■ Task:
Write the listing below out again exactly, dropping the images.

## START Data supplied

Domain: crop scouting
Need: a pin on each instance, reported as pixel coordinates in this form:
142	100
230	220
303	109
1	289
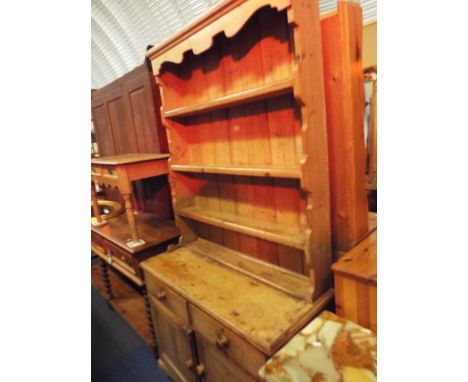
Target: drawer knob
189	364
222	341
161	295
200	369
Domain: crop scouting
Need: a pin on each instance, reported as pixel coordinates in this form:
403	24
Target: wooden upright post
344	91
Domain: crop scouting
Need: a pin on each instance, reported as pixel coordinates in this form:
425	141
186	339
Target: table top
152	230
329	348
361	261
123	159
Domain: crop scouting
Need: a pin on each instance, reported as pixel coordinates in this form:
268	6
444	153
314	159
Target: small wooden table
124	242
120	171
329	348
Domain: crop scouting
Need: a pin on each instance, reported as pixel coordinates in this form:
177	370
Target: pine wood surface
152	230
280	278
115	160
262	314
263	171
277	233
126	119
242	97
361	261
243	102
127	301
356	283
342	47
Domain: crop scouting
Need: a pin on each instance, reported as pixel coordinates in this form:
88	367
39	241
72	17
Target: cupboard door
226	342
176	343
214	366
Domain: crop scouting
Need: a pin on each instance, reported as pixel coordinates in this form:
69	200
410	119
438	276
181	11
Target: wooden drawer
227	342
97	243
122	258
167	297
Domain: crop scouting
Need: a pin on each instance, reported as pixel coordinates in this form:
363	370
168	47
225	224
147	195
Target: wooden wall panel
103	130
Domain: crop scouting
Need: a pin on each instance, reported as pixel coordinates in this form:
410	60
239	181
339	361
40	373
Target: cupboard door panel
216	367
175	343
226	342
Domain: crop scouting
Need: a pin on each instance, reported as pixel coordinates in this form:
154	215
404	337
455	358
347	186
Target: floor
118	354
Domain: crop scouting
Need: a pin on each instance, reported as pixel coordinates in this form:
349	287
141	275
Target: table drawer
166	296
122	258
227	342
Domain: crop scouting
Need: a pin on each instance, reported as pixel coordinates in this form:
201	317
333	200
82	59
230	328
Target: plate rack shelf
244	107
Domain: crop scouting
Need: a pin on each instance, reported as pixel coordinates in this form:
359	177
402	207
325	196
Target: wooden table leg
107	284
153	345
97	212
129	210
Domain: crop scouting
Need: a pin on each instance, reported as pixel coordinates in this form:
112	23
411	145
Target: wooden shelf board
116	160
152	230
278	233
255	94
128	302
292	283
261	171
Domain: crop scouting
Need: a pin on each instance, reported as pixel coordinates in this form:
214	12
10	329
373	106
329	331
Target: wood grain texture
152	230
126	118
356	283
310	94
342	56
127	301
234	299
249	179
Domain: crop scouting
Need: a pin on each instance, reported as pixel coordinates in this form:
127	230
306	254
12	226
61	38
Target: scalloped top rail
229	17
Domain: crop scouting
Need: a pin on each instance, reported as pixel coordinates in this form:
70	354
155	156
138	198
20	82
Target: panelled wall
126	118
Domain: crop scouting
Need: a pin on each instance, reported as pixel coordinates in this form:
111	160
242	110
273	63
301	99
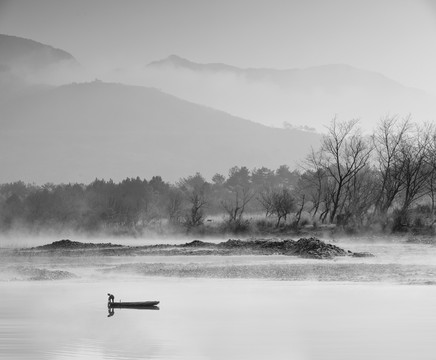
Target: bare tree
278	202
194	188
343	154
239	197
413	157
388	139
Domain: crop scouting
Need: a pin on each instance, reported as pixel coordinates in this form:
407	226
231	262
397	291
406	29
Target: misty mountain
81	131
296	96
27	65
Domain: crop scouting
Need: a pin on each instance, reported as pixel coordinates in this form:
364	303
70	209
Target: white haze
311	98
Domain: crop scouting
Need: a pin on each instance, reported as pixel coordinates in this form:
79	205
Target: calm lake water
365	317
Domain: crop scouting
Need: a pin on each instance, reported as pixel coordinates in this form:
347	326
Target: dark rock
362	254
67	244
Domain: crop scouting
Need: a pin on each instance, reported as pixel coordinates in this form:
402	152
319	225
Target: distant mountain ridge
79	132
298	96
33	53
25	62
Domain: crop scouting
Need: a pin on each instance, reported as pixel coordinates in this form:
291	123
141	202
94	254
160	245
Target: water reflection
111	309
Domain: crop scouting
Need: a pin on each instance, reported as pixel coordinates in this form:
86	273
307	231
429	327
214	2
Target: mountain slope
82	131
28	64
297	96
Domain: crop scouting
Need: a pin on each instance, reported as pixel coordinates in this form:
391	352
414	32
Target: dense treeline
385	182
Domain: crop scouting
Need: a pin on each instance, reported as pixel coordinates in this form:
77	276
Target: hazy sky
394	37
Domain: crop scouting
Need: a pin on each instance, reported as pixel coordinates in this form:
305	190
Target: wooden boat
133	305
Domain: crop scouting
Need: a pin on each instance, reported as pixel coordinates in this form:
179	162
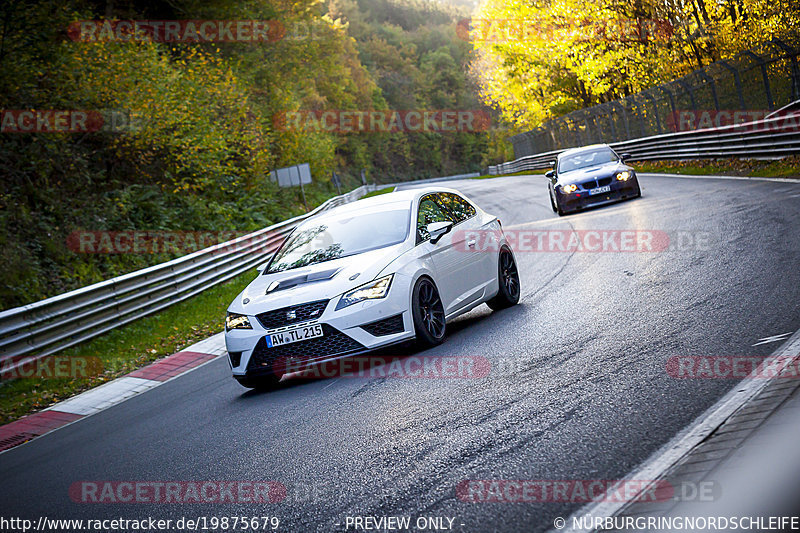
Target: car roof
582	148
402	197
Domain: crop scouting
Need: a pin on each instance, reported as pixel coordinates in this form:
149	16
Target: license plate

## END Data supplied

■ Solution:
Domain: crop scouting
Need: a pin on each instance, reported as pixel coordinates in this form:
142	100
230	220
303	109
1	289
Target: drawer knob
189	364
222	341
161	295
200	369
Domain: crop scouting
Need: a pin on each instance, reported as pixel coordinates in this form:
403	24
Target: wooden upright post
344	91
Domain: crop scouting
Need: a pin on each instance, reported as pixel coordinates in this form:
425	141
186	339
Target: table top
152	230
329	348
361	261
123	159
Domain: crop scouting
Need: a pin on each instance, reported as pixel coordinates in this form:
268	6
444	153
314	159
Target: small wooden table
124	242
120	171
329	348
Domain: crop scouting
Need: a pin on each instance, reported as pixel coordinates in this form:
177	370
Target: pine wood surface
152	230
280	278
115	160
262	314
263	171
277	233
126	119
242	97
361	261
243	102
127	301
356	283
342	47
Domain: crop scouting
Need: a pin on each instance, reported as pixel coordinates in this form:
88	367
39	241
72	17
Target: cupboard door
226	342
176	343
214	366
Domain: crop scouting
Need: a pin on each instance, reported as pixel coordinates in this form:
69	200
410	119
438	276
181	11
Target: wooden drawer
227	342
97	243
122	258
167	297
Domain: crop scouting
Need: a pin on each instance, reported as pixel coordinates in this form:
363	370
168	47
225	224
147	195
Target: wooden wall panel
103	130
Domain: crop scouting
Need: a pin on each instance, reported as pixel coordinates in this form:
410	60
239	181
339	361
40	373
Target: cupboard door panel
216	367
175	343
226	342
Domain: crop scouting
Need: a pin on each instance, reported as pixel coordinates in this form:
154	215
404	337
455	358
347	186
Target: floor
118	354
Domain: crop scouting
Need: a pin on each instance, reported as pixel coordinates in this form:
349	287
141	275
Target: table drawer
166	296
122	258
227	342
Domain: crop scouting
Need: a pin on each instance, reported as pixel coordinates in this form:
201	317
333	200
82	59
230	328
Target: plate rack shelf
244	107
Domain: crop scouting
Need: a pin on each instance, reported as pixel coordinates in this form:
359	177
402	207
325	196
Target: wooden table leg
107	284
153	345
97	212
129	210
Domain: crop scouting
Need: a pin on each instance, reported as pixel coordinates in this form:
112	23
411	145
Target: wooden shelf board
116	160
152	230
278	233
255	94
128	302
292	283
261	171
Domain: crop scouting
Need: a pin on each instance, reported as pixel coordinates in this form:
214	12
10	329
373	106
329	331
Target: wood grain texture
152	230
126	118
356	283
310	94
342	56
127	301
234	299
249	179
Domain: crop scouting
Need: a pin on each instance, reported as pixel coordinates in this form:
127	230
306	254
12	226
61	38
Target: scalloped top rail
229	17
Domain: crop scouting
Need: a pin on each instance, reported as pixel coordinates in this form:
70	354
155	156
138	198
20	82
Target: panelled wall
126	118
Domain: crop scouting
Need: a pin on each instance, reported as pixel coordinates in this form:
111	160
242	110
273	63
301	99
Target: bare tree
278	202
194	188
343	154
239	197
413	157
388	139
Domain: crop scouting
Need: a pin on each instance, reported as pixel coordinates in this form:
407	226
231	262
397	291
406	29
Target: misty mountain
81	131
296	96
27	65
Domain: crop scouting
Need: a pin on each instance, reported as pixel coordinates in this form:
364	303
70	209
Target: white haze
311	98
Domain: crop scouting
Need: a pin on each instance, reported as pixel coordinates in this form:
79	205
Target: calm lake water
365	317
Domain: crop scouting
Need: a pin on each instance, reported as pixel coordinates in this form:
347	326
Target: dark rock
362	254
67	244
Domain: crop scouting
Need: a pin on each instance, reported as pixel coordinates in this form:
402	152
319	225
Target: distant mountain ridge
79	132
298	96
33	53
25	62
Domain: crop scouting
Need: a pin on each instance, reported as pixel coordinates in this form:
291	123
141	202
94	254
160	245
Target: water reflection
111	309
Domain: crop scouting
Need: a pin on each instance, reported as pixel coordinates in this form:
86	273
307	231
429	327
214	2
Target: mountain slope
82	131
28	64
297	96
Domain: crop scouting
Need: a pin on each instance, reported as pixel coordinates in this form:
391	352
414	32
Target: dense treeline
385	182
Domain: crop scouting
Need: a pin on each instance, reported as pixel coordinates in this form:
77	276
Target: hazy sky
394	37
Domain: crop scouting
Need: a pin on each instance, reported as pixel coordinates in this form:
305	190
Target: wooden boat
133	305
Domain: crop scouting
Need: a pin on each instance, reported as pixel coordinates in this form:
179	162
Target: car roof
582	148
402	197
Domain: crop scouting
Need: a pin on each instance, reported as pixel coordinates in this form:
149	16
Target: license plate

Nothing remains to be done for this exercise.